* _Exercise prompt_:
Can you write out every line from the start of the records through the line that contains "[52,0,150,103]", inclusive, with the bounding-box coordinates in the answers scaled by 1.15 and rounded to whole numbers, halves up? Copy all other lines unchanged.

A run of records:
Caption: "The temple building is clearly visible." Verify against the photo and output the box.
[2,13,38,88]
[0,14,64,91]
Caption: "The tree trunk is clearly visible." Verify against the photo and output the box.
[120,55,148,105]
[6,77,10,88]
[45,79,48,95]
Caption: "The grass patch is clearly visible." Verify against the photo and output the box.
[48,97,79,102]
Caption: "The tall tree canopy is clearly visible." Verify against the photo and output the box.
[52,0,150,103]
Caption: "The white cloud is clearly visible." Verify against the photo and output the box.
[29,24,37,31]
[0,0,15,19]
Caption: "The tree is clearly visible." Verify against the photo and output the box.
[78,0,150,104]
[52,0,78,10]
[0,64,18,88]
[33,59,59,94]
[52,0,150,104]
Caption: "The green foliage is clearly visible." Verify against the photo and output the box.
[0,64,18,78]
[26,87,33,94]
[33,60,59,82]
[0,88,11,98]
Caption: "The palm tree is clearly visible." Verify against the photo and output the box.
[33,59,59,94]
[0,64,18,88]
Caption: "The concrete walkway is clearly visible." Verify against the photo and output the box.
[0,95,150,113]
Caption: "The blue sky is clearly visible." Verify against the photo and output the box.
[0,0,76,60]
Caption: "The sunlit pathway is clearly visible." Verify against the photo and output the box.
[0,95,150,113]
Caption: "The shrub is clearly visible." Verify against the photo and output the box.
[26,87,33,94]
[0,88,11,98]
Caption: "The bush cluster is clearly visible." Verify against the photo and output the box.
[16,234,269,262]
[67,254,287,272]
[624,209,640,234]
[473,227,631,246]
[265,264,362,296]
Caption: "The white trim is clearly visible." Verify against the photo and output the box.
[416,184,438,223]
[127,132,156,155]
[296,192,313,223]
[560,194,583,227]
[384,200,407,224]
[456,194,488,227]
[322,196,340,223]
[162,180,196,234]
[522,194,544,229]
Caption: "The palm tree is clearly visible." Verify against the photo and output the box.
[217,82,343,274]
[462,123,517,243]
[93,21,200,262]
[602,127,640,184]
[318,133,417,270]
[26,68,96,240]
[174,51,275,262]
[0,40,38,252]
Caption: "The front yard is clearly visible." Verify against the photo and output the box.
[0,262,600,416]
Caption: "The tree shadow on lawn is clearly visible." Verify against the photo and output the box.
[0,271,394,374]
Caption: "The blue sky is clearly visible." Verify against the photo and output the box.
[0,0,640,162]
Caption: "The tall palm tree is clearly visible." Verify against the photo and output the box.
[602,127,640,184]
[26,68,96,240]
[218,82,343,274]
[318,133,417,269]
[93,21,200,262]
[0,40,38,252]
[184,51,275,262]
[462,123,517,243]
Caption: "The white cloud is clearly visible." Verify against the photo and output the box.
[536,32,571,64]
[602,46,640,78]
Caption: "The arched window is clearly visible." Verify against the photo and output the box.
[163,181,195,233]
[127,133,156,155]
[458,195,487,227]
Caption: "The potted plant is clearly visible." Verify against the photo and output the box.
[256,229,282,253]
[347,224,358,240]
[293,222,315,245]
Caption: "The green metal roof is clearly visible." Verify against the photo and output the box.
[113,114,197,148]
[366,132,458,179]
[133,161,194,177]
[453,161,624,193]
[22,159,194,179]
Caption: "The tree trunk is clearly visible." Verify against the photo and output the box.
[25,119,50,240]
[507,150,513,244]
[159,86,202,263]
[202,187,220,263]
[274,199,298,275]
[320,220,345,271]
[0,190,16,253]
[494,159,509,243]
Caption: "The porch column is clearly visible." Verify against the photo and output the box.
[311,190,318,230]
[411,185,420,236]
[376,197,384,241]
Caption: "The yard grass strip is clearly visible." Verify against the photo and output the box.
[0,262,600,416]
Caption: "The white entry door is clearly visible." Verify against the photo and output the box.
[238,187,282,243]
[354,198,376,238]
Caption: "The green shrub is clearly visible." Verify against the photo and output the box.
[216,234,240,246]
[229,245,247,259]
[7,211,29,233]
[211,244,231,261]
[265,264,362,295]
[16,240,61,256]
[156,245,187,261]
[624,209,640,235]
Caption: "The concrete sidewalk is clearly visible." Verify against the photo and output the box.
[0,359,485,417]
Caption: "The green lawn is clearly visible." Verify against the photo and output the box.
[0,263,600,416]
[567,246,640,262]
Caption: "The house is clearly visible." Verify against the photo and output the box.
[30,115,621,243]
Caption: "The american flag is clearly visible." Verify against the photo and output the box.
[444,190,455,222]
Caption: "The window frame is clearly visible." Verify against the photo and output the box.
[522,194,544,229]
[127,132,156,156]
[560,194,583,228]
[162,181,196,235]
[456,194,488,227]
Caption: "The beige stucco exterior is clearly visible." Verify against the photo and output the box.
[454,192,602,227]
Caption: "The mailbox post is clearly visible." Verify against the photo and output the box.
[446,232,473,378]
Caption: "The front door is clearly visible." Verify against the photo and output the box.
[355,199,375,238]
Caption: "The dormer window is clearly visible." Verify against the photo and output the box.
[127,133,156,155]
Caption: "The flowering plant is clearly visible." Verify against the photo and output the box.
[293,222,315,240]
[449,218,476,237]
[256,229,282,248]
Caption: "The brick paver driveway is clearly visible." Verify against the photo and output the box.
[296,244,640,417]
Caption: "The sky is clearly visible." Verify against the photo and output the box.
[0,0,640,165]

* _Written solution_:
Caption: "The temple building is clearly visible." Verify against the photo and output the box.
[2,15,44,101]
[0,16,74,105]
Caption: "The tree trunk is clearly visible." Verify against the photo and output the box.
[138,63,170,121]
[7,89,12,101]
[52,91,55,109]
Caption: "The grass patch is clearly visible." Verify against the photo and output the box.
[55,112,91,117]
Caption: "The tall tree canopy is clearly visible." Verify against the photo and output the box.
[60,0,173,118]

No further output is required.